Repeat the records exactly, minus the pictures.
-- Working data follows --
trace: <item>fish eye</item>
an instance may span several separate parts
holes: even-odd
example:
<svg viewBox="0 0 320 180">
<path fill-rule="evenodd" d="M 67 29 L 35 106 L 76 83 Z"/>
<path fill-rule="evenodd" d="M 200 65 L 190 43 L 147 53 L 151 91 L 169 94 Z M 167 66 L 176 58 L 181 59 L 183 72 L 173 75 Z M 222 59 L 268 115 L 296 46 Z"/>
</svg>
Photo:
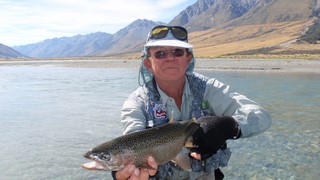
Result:
<svg viewBox="0 0 320 180">
<path fill-rule="evenodd" d="M 109 153 L 105 154 L 105 153 L 101 153 L 99 154 L 99 159 L 103 160 L 103 161 L 110 161 L 111 160 L 111 156 Z"/>
</svg>

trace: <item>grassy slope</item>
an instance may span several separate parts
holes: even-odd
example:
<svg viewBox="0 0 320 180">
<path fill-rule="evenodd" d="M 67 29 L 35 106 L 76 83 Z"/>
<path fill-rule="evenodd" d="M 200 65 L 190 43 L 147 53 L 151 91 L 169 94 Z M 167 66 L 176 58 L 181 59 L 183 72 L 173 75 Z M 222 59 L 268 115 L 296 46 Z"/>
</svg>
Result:
<svg viewBox="0 0 320 180">
<path fill-rule="evenodd" d="M 190 33 L 190 43 L 194 45 L 194 52 L 198 57 L 217 57 L 238 52 L 241 54 L 242 51 L 266 47 L 276 47 L 274 52 L 278 55 L 282 51 L 288 52 L 288 49 L 291 50 L 290 54 L 295 54 L 294 51 L 301 54 L 301 50 L 310 48 L 320 50 L 319 45 L 287 43 L 299 38 L 310 23 L 311 21 L 295 21 L 227 29 L 215 28 Z"/>
</svg>

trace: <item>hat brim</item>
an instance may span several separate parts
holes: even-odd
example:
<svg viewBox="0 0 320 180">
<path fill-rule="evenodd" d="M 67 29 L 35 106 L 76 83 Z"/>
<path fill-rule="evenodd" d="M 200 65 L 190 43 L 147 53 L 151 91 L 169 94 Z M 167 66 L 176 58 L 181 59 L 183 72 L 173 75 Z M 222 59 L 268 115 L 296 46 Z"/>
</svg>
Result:
<svg viewBox="0 0 320 180">
<path fill-rule="evenodd" d="M 153 46 L 173 46 L 173 47 L 182 47 L 182 48 L 192 48 L 193 46 L 189 43 L 179 41 L 179 40 L 157 40 L 157 41 L 149 41 L 145 45 L 145 47 L 153 47 Z"/>
</svg>

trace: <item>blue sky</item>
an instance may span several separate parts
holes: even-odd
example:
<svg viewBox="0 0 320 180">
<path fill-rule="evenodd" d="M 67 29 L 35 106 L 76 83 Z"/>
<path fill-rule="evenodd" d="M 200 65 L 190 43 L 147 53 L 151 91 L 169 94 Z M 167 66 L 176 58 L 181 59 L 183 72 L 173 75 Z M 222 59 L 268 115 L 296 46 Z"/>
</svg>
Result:
<svg viewBox="0 0 320 180">
<path fill-rule="evenodd" d="M 0 43 L 115 33 L 137 19 L 168 23 L 196 0 L 0 0 Z"/>
</svg>

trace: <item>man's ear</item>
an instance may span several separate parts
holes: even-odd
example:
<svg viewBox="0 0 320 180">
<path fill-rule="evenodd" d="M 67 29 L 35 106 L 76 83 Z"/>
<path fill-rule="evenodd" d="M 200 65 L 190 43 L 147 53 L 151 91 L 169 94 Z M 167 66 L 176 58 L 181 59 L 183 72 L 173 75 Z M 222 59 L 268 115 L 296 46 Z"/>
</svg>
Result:
<svg viewBox="0 0 320 180">
<path fill-rule="evenodd" d="M 150 59 L 149 58 L 146 58 L 144 61 L 143 61 L 143 65 L 150 71 L 151 70 L 151 62 L 150 62 Z M 151 72 L 151 71 L 150 71 Z"/>
<path fill-rule="evenodd" d="M 191 52 L 188 52 L 187 58 L 189 63 L 191 62 L 192 57 L 193 57 L 193 54 Z"/>
</svg>

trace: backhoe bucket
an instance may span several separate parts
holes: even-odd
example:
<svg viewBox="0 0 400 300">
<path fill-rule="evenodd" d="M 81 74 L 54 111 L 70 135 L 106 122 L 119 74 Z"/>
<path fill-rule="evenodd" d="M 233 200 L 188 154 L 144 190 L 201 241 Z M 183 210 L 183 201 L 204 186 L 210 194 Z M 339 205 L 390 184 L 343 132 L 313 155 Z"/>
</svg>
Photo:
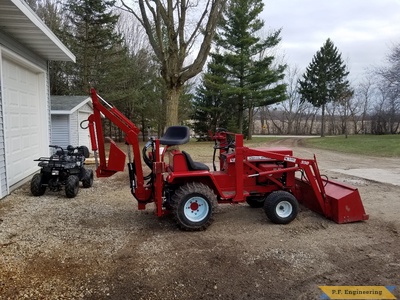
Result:
<svg viewBox="0 0 400 300">
<path fill-rule="evenodd" d="M 357 188 L 322 179 L 325 199 L 318 200 L 316 193 L 307 181 L 296 179 L 298 201 L 312 211 L 323 214 L 336 223 L 351 223 L 368 220 L 360 193 Z"/>
<path fill-rule="evenodd" d="M 123 171 L 125 167 L 126 154 L 111 141 L 110 152 L 108 153 L 108 167 L 110 171 Z"/>
<path fill-rule="evenodd" d="M 109 177 L 125 168 L 126 154 L 118 148 L 113 140 L 110 140 L 110 151 L 108 161 L 100 162 L 96 170 L 97 177 Z"/>
</svg>

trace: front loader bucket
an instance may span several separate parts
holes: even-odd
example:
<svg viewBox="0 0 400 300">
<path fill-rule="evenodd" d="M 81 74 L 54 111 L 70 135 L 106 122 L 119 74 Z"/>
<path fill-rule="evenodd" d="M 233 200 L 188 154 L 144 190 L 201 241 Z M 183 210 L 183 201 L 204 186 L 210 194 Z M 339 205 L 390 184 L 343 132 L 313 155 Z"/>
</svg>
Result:
<svg viewBox="0 0 400 300">
<path fill-rule="evenodd" d="M 325 199 L 318 200 L 307 181 L 296 179 L 298 201 L 310 210 L 323 214 L 339 224 L 368 220 L 357 188 L 332 180 L 322 179 L 322 181 Z"/>
</svg>

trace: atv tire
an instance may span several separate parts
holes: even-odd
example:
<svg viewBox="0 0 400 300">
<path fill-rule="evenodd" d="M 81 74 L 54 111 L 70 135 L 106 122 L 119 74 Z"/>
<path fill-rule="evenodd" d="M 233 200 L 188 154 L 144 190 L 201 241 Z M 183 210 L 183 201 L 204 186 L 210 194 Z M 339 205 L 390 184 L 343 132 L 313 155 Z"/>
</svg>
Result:
<svg viewBox="0 0 400 300">
<path fill-rule="evenodd" d="M 46 191 L 46 186 L 42 185 L 43 174 L 35 174 L 31 180 L 31 193 L 33 196 L 42 196 Z"/>
<path fill-rule="evenodd" d="M 172 197 L 172 211 L 183 230 L 206 229 L 213 221 L 217 197 L 207 185 L 191 182 L 181 186 Z"/>
<path fill-rule="evenodd" d="M 70 175 L 65 182 L 65 195 L 68 198 L 74 198 L 79 192 L 79 178 L 76 175 Z"/>
<path fill-rule="evenodd" d="M 82 186 L 84 188 L 90 188 L 93 186 L 93 170 L 83 169 Z"/>
</svg>

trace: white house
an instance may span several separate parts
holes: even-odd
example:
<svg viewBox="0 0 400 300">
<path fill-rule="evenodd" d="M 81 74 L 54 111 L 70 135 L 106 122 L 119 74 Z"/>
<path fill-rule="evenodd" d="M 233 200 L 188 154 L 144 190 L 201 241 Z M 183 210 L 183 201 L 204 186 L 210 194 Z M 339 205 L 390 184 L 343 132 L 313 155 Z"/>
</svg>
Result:
<svg viewBox="0 0 400 300">
<path fill-rule="evenodd" d="M 51 144 L 90 149 L 88 123 L 85 121 L 92 113 L 92 99 L 88 96 L 51 96 Z"/>
<path fill-rule="evenodd" d="M 22 0 L 0 0 L 0 198 L 49 154 L 48 62 L 75 56 Z"/>
</svg>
-- Working data concluded --
[Response for this exercise]
trace: <item>fish eye</item>
an instance may span several separate parts
holes: even-odd
example:
<svg viewBox="0 0 320 180">
<path fill-rule="evenodd" d="M 67 29 L 35 106 L 76 83 Z"/>
<path fill-rule="evenodd" d="M 200 65 L 190 43 L 147 53 L 151 91 L 169 94 Z M 167 66 L 176 58 L 181 59 L 183 72 L 173 75 Z M 222 59 L 268 115 L 296 46 Z"/>
</svg>
Photo:
Result:
<svg viewBox="0 0 320 180">
<path fill-rule="evenodd" d="M 109 153 L 105 154 L 105 153 L 101 153 L 99 154 L 99 159 L 103 160 L 103 161 L 110 161 L 111 160 L 111 156 Z"/>
</svg>

trace: <item>grassy slope</item>
an instance may span several separate parts
holes: even-odd
example:
<svg viewBox="0 0 320 180">
<path fill-rule="evenodd" d="M 67 29 L 35 106 L 76 83 Z"/>
<path fill-rule="evenodd" d="M 200 65 L 190 43 L 147 53 L 151 91 L 169 94 Z M 167 66 L 176 58 L 181 59 L 183 72 L 173 75 Z M 222 59 L 268 115 L 296 46 Z"/>
</svg>
Result:
<svg viewBox="0 0 320 180">
<path fill-rule="evenodd" d="M 190 33 L 190 43 L 194 45 L 194 52 L 198 57 L 217 57 L 238 52 L 241 54 L 242 51 L 266 47 L 276 47 L 274 52 L 278 55 L 282 51 L 288 52 L 288 49 L 291 50 L 290 54 L 295 54 L 294 51 L 301 54 L 301 50 L 310 48 L 320 50 L 319 45 L 287 43 L 299 38 L 310 23 L 311 21 L 295 21 L 227 29 L 215 28 Z"/>
</svg>

trace: <item>hat brim</item>
an instance may span several separate parts
holes: even-odd
example:
<svg viewBox="0 0 320 180">
<path fill-rule="evenodd" d="M 67 29 L 35 106 L 76 83 Z"/>
<path fill-rule="evenodd" d="M 200 65 L 190 43 L 147 53 L 151 91 L 169 94 Z M 167 66 L 176 58 L 181 59 L 183 72 L 173 75 Z M 222 59 L 268 115 L 296 46 Z"/>
</svg>
Result:
<svg viewBox="0 0 320 180">
<path fill-rule="evenodd" d="M 153 46 L 173 46 L 173 47 L 182 47 L 182 48 L 192 48 L 193 46 L 189 43 L 179 41 L 179 40 L 157 40 L 157 41 L 149 41 L 145 45 L 145 47 L 153 47 Z"/>
</svg>

trace: <item>blue sky</item>
an instance may span several separate parts
holes: even-odd
example:
<svg viewBox="0 0 320 180">
<path fill-rule="evenodd" d="M 67 29 L 35 106 L 76 83 Z"/>
<path fill-rule="evenodd" d="M 200 65 L 190 43 L 147 53 L 151 91 L 169 94 Z M 167 66 L 176 58 L 181 59 L 183 72 L 173 75 Z M 222 59 L 268 115 L 296 46 Z"/>
</svg>
Result:
<svg viewBox="0 0 320 180">
<path fill-rule="evenodd" d="M 0 43 L 115 33 L 137 19 L 168 23 L 196 0 L 0 0 Z"/>
</svg>

trace: <item>man's ear</item>
an instance may span several separate parts
holes: even-odd
example:
<svg viewBox="0 0 320 180">
<path fill-rule="evenodd" d="M 67 29 L 35 106 L 76 83 Z"/>
<path fill-rule="evenodd" d="M 200 65 L 190 43 L 147 53 L 151 91 L 169 94 Z M 167 66 L 176 58 L 181 59 L 183 72 L 173 75 Z M 222 59 L 268 115 L 296 46 Z"/>
</svg>
Result:
<svg viewBox="0 0 320 180">
<path fill-rule="evenodd" d="M 150 59 L 149 58 L 146 58 L 144 61 L 143 61 L 143 65 L 150 71 L 151 70 L 151 62 L 150 62 Z M 151 72 L 151 71 L 150 71 Z"/>
<path fill-rule="evenodd" d="M 191 52 L 188 52 L 187 58 L 189 63 L 191 62 L 192 57 L 193 57 L 193 54 Z"/>
</svg>

trace: backhoe bucket
an instance may span several separate parts
holes: even-odd
example:
<svg viewBox="0 0 400 300">
<path fill-rule="evenodd" d="M 81 74 L 54 111 L 70 135 L 106 122 L 119 74 Z"/>
<path fill-rule="evenodd" d="M 233 200 L 188 154 L 144 190 L 201 241 Z M 183 210 L 183 201 L 204 186 L 210 194 Z M 339 205 L 390 184 L 343 132 L 313 155 Z"/>
</svg>
Photo:
Result:
<svg viewBox="0 0 400 300">
<path fill-rule="evenodd" d="M 357 188 L 322 179 L 325 199 L 318 200 L 316 193 L 307 181 L 296 179 L 298 201 L 312 211 L 323 214 L 336 223 L 351 223 L 368 220 L 360 193 Z"/>
<path fill-rule="evenodd" d="M 123 171 L 125 167 L 126 154 L 111 141 L 110 152 L 108 153 L 108 167 L 110 171 Z"/>
<path fill-rule="evenodd" d="M 109 177 L 125 168 L 126 154 L 118 148 L 113 140 L 110 140 L 110 151 L 108 161 L 100 162 L 96 170 L 97 177 Z"/>
</svg>

trace: front loader bucket
an instance may span several separate parts
holes: even-odd
example:
<svg viewBox="0 0 400 300">
<path fill-rule="evenodd" d="M 81 74 L 54 111 L 70 135 L 106 122 L 119 74 Z"/>
<path fill-rule="evenodd" d="M 233 200 L 188 154 L 144 190 L 201 241 Z M 183 210 L 183 201 L 204 186 L 210 194 Z M 339 205 L 390 184 L 343 132 L 313 155 Z"/>
</svg>
Result:
<svg viewBox="0 0 400 300">
<path fill-rule="evenodd" d="M 325 199 L 318 200 L 307 181 L 296 179 L 298 201 L 310 210 L 323 214 L 339 224 L 368 220 L 357 188 L 332 180 L 322 179 L 322 181 Z"/>
</svg>

trace: atv tire
an instance may span several separate parts
holes: even-odd
example:
<svg viewBox="0 0 400 300">
<path fill-rule="evenodd" d="M 81 74 L 54 111 L 70 135 L 106 122 L 119 74 Z"/>
<path fill-rule="evenodd" d="M 233 200 L 188 154 L 144 190 L 201 241 Z M 183 210 L 183 201 L 204 186 L 210 194 Z M 339 205 L 390 184 L 343 132 L 313 155 Z"/>
</svg>
Result:
<svg viewBox="0 0 400 300">
<path fill-rule="evenodd" d="M 46 191 L 46 186 L 42 185 L 43 174 L 35 174 L 31 180 L 31 193 L 33 196 L 42 196 Z"/>
<path fill-rule="evenodd" d="M 172 197 L 172 211 L 183 230 L 206 229 L 213 221 L 217 197 L 207 185 L 191 182 L 181 186 Z"/>
<path fill-rule="evenodd" d="M 70 175 L 65 182 L 65 195 L 68 198 L 74 198 L 79 192 L 79 178 L 76 175 Z"/>
<path fill-rule="evenodd" d="M 82 186 L 84 188 L 90 188 L 93 186 L 93 170 L 83 169 Z"/>
</svg>

trace: white house
an instance may span several separate parts
holes: even-odd
example:
<svg viewBox="0 0 400 300">
<path fill-rule="evenodd" d="M 81 74 L 54 111 L 70 135 L 106 122 L 119 74 Z"/>
<path fill-rule="evenodd" d="M 233 200 L 188 154 L 144 190 L 201 241 Z M 183 210 L 183 201 L 204 186 L 210 194 Z M 339 205 L 390 184 L 343 132 L 313 155 Z"/>
</svg>
Result:
<svg viewBox="0 0 400 300">
<path fill-rule="evenodd" d="M 51 144 L 90 149 L 88 123 L 85 121 L 92 113 L 92 99 L 88 96 L 51 96 Z"/>
<path fill-rule="evenodd" d="M 22 0 L 0 0 L 0 198 L 49 154 L 48 62 L 75 56 Z"/>
</svg>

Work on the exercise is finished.